What to produce:
Please set down, word for word, each line from the one containing "Target: dining chair" through the final line of the records below, both included, and nothing else.

Entries shown:
· · ·
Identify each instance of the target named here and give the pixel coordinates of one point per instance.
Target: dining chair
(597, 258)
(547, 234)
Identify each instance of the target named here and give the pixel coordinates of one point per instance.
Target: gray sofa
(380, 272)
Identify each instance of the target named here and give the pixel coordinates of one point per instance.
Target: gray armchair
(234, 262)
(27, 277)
· · ·
Your response:
Target: dining chair
(597, 258)
(547, 234)
Identify each instance of the target named here and give the pixel coordinates of one point per instance.
Target: gray sofa
(380, 272)
Identify each instance of the target named here and give the pixel coordinates of one point per instance.
Target: gray armchair
(234, 262)
(27, 277)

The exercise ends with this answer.